Pointing records
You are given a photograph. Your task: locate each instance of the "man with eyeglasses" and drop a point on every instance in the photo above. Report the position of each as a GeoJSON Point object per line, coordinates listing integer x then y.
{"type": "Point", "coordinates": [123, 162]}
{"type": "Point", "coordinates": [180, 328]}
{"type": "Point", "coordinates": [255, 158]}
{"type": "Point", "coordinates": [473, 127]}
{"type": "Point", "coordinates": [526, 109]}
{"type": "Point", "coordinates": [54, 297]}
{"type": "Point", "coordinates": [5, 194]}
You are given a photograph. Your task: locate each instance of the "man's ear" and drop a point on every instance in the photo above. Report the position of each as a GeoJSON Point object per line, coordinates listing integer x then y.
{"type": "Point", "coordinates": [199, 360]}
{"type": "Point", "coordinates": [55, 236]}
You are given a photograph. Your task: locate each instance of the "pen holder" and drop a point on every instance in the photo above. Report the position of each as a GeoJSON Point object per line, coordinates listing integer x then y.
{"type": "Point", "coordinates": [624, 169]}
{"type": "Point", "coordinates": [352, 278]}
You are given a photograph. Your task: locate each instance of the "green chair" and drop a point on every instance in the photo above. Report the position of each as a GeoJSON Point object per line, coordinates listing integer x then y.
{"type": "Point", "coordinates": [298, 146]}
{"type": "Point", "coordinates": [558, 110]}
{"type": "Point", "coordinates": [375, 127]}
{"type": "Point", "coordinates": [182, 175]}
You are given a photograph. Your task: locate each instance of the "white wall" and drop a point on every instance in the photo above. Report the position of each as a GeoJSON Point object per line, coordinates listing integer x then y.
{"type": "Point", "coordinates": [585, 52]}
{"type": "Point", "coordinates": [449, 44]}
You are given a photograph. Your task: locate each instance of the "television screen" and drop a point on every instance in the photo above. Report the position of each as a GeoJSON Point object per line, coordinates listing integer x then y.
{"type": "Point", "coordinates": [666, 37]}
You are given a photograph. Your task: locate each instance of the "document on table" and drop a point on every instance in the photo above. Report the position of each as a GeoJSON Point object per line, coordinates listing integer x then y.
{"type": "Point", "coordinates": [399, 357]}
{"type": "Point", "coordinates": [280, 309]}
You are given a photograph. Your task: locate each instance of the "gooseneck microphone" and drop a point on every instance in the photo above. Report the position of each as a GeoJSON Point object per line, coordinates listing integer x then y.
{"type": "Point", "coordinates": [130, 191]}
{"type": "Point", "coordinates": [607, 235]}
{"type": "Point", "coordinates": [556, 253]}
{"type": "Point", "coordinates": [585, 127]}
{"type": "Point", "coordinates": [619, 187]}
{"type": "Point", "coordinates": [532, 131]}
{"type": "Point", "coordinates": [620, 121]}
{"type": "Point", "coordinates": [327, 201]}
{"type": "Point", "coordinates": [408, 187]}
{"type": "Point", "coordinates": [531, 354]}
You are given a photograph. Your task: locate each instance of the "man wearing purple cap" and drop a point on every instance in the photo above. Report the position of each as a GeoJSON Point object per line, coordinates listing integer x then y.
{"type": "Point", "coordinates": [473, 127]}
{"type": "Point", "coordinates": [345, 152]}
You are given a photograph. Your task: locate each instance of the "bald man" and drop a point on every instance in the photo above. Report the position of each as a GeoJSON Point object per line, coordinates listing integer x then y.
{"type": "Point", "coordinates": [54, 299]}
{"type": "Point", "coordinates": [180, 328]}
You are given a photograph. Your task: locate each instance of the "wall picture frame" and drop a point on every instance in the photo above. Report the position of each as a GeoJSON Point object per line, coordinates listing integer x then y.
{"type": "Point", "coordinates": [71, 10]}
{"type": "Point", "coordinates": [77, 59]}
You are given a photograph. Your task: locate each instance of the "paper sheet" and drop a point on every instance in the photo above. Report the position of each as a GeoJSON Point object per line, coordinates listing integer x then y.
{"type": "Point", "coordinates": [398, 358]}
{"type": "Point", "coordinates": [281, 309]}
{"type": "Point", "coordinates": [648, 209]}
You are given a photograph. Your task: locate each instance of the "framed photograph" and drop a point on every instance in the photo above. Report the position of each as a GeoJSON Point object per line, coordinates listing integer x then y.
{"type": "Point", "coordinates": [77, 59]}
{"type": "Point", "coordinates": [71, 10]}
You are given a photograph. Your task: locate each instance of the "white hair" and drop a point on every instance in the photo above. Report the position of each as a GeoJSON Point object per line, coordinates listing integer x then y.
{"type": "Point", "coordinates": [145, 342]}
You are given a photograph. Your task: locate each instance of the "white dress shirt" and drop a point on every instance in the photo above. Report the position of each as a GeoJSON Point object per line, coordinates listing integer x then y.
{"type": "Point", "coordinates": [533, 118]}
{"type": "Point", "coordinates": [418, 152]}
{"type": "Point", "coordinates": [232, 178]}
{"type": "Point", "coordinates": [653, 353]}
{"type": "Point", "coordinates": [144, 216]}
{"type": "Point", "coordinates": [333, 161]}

#### DESCRIPTION OF THE TASK
Repeat each record exactly, leaving nothing out.

#### REPLY TO THE TASK
You are given a photograph. Your task: locate each instance of the "man with eyeglasses" and drop a point on every instance in the photo above. Report the position of each as a GeoJSON Point object per line, coordinates listing integer x then y.
{"type": "Point", "coordinates": [123, 162]}
{"type": "Point", "coordinates": [180, 328]}
{"type": "Point", "coordinates": [255, 158]}
{"type": "Point", "coordinates": [473, 127]}
{"type": "Point", "coordinates": [526, 109]}
{"type": "Point", "coordinates": [54, 297]}
{"type": "Point", "coordinates": [5, 194]}
You are given a photograph. Your task: locate each instance of the "man's ear" and drop a point on every instance in the photo above. Report the position of each as a GeoJSON Point object per line, coordinates listing integer x then y.
{"type": "Point", "coordinates": [199, 360]}
{"type": "Point", "coordinates": [55, 236]}
You are given a photograph. Your task: locate each instance of the "pen holder" and drop a point on every instance in the photo above. Report the position of each as a GeoJSON Point object per line, coordinates listing integer x then y.
{"type": "Point", "coordinates": [624, 169]}
{"type": "Point", "coordinates": [352, 278]}
You are given a photograph. Your task: locate each instance of the "green chair" and drop a point on every instance in the photo above. Report the position of each as a GeoJSON Point object per line, coordinates listing integer x then y.
{"type": "Point", "coordinates": [298, 146]}
{"type": "Point", "coordinates": [558, 110]}
{"type": "Point", "coordinates": [375, 127]}
{"type": "Point", "coordinates": [182, 175]}
You are given a photograph. Your task: locate each instance of the "white wall" and drop a point on every instance in the photo above. Report the position of each as a GeoJSON Point object per line, coordinates listing integer x then y.
{"type": "Point", "coordinates": [585, 52]}
{"type": "Point", "coordinates": [449, 44]}
You are given a photograph. Your task: locate each instance of the "television screen" and drop a point on every instance in the photo above. Report the position of each as a GeoJSON Point object per line, coordinates listing integer x then y.
{"type": "Point", "coordinates": [666, 37]}
You are given a photograph. Your task: locate each instance of the "document on table" and drop a point on every instance in the photo above. Report the position of each as a GeoJSON Point object per line, coordinates listing integer x then y.
{"type": "Point", "coordinates": [399, 357]}
{"type": "Point", "coordinates": [280, 309]}
You are given a photograph. Your task: locate each instance of the "gooseneck microphone" and drop a point on every instance in the photo above. Report the position of each as a GeoJSON Point object per line, coordinates listing integer x then y.
{"type": "Point", "coordinates": [130, 191]}
{"type": "Point", "coordinates": [607, 235]}
{"type": "Point", "coordinates": [556, 253]}
{"type": "Point", "coordinates": [585, 127]}
{"type": "Point", "coordinates": [619, 187]}
{"type": "Point", "coordinates": [532, 131]}
{"type": "Point", "coordinates": [620, 121]}
{"type": "Point", "coordinates": [327, 201]}
{"type": "Point", "coordinates": [408, 187]}
{"type": "Point", "coordinates": [531, 354]}
You are given a photograph. Your task: locate each instance of the "man wearing purple cap" and drop a point on every instance in the photo above. Report the position of each as a GeoJSON Point object per line, coordinates listing integer x then y.
{"type": "Point", "coordinates": [473, 127]}
{"type": "Point", "coordinates": [345, 152]}
You are given a photograph. Your task: locate each instance of the "bald man" and drop a point on every instance in the photo above. Report the position of each as a GeoJSON Point object per line, coordinates listing integer x then y.
{"type": "Point", "coordinates": [54, 299]}
{"type": "Point", "coordinates": [180, 328]}
You are given a photograph. Your task: locate each instance of the "wall picture frame" and drop a point on every instance in the photo above. Report the position of each as a GeoJSON Point object per line, coordinates listing integer x then y.
{"type": "Point", "coordinates": [71, 10]}
{"type": "Point", "coordinates": [77, 59]}
You are given a photograph. Your task: locate each instance of the "paper sheet" and drop a point on every instance in the photo above. Report the position of each as a GeoJSON Point object per line, coordinates listing integer x then y.
{"type": "Point", "coordinates": [398, 358]}
{"type": "Point", "coordinates": [281, 309]}
{"type": "Point", "coordinates": [648, 209]}
You are given a photograph. Your task: locate each instance of the "framed photograph" and drop a point on every instance in the photo above. Report the position of each as a GeoJSON Point object per line, coordinates listing integer x then y.
{"type": "Point", "coordinates": [77, 59]}
{"type": "Point", "coordinates": [71, 10]}
You are given a photograph. Your task: locate each instance of the "white hair" and drop a point on every instance in the photo above. Report the position of each as a GeoJSON Point object per line, coordinates listing integer x then y.
{"type": "Point", "coordinates": [145, 342]}
You are given a photograph. Your task: locate each instance of the "white dress shirt" and drop a point on every instance in the photo above. Report the position of each as a GeoJSON Point object per line, coordinates listing integer x then y.
{"type": "Point", "coordinates": [533, 118]}
{"type": "Point", "coordinates": [418, 152]}
{"type": "Point", "coordinates": [232, 178]}
{"type": "Point", "coordinates": [653, 353]}
{"type": "Point", "coordinates": [144, 216]}
{"type": "Point", "coordinates": [333, 161]}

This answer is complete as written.